Exercise passage:

Our relationship didn’t end on a particularly sour note and we’ve been texting since then. Some of our messages have even been flirty, and now I’m finding myself daydreaming about hooking up with him the night of the party. I’m embarrassed to admit this since I feel like I should be moving on, but it’s the truth. Will hooking up with him make the breakup even worse?
– New York
Dear New York,
When you close one chapter of your life through a breakup, hooking up with your ex can feel like you’re backsliding, but that doesn’t necessarily mean you are. As humans, it’s completely normal to want to relive the good times (sexy time included), even though you’re not in a defined relationship anymore.
And in fact, it’s actually quite common to follow through on the desire to hook up with an old flame.Research has shown that nearly a quarter of adults who’ve gone through a marital separation have had sex with their former partner, and other studies have found even more newly broken up young adults have gone for it.
The phenonemon is only human, Matt Lundquist, a therapist and founder of Tribeca Therapy, told me. “Most folks in this position would say, ‘I know this person, we have good sex, and it’s nice to have sex without strings attached,'” he said. And research has shown that the act, on the whole, isn’t psychologically damaging and, in some cases, actually lessens distress.
That said, when someone decides to get in bed with an ex, there’s usually more at play than simply wanting familiar and good sex, Lundquist told me.
Like you admitted, you miss your ex, so your interest in a hookup could also be coming from a place of grief. In that case, hooking up with him could fulfil your emotional needs during a time when you should find other ways to get those needs met, Lundquist said.
“People will kid themselves into thinking they have accepted the breakup, but grief is a thing you have to respect,” he said. “It could be a really hard loss that needs attention emotionally.” Continuing a non-relationship with your ex in the form of a hookup could prevent you from truly healing, he added.
Still, that doesn’t mean you should feel embarrassed or guilty if you do hook up with your old partner post-birthday party.
This probably isn’t the definitive answer you’re looking for, but the decision you make is completely up to you (well, and your ex), and both options are neither right nor wrong. I will say that if you do decide you want to get in bed with him, it’s a good idea to prepare yourself for all of the potential outcomes.
For one, he could reject your offer because he isn’t interested (heck, he could even be dating someone else). And, if you do get together for the night, there’s a major chance he’ll ghost you following the hookup or admit he’s ambivalent about your former relationship. If you don’t feel ready to deal with these tough truths, that’s probably a sign you should skip out on the hookup.
If you want to avoid the temptation, remind yourself why you broke up in the first place. Sure, post-relationship hookups can give you a glimpse of the good times momentarily, but they also have the ability to skew your memory by isolating happy memories from the true complexity of your former – and ultimatley ill-fated – partnership. Good luck.

Problem to work on: Repeat the passage from the advice column on hooking up with an ex word for word, from "For one, he" up to and including "on the hookup.".

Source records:
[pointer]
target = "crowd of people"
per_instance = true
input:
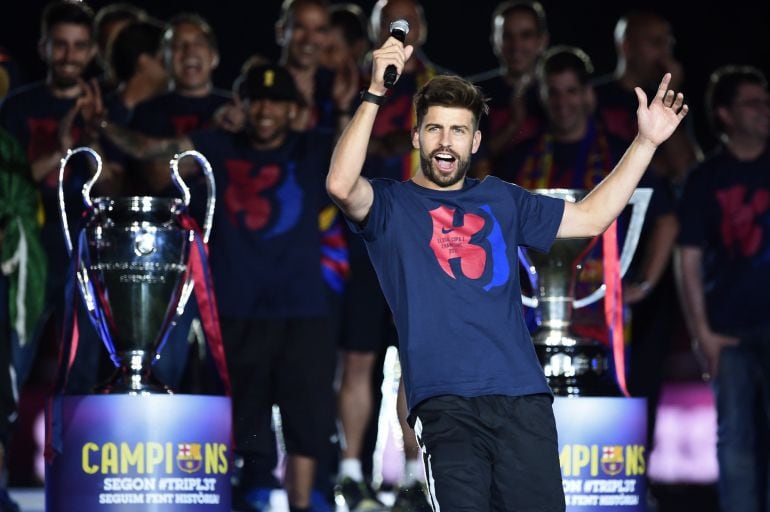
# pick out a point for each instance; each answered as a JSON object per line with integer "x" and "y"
{"x": 308, "y": 306}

Response for this exercise:
For one, he could reject your offer because he isn’t interested (heck, he could even be dating someone else). And, if you do get together for the night, there’s a major chance he’ll ghost you following the hookup or admit he’s ambivalent about your former relationship. If you don’t feel ready to deal with these tough truths, that’s probably a sign you should skip out on the hookup.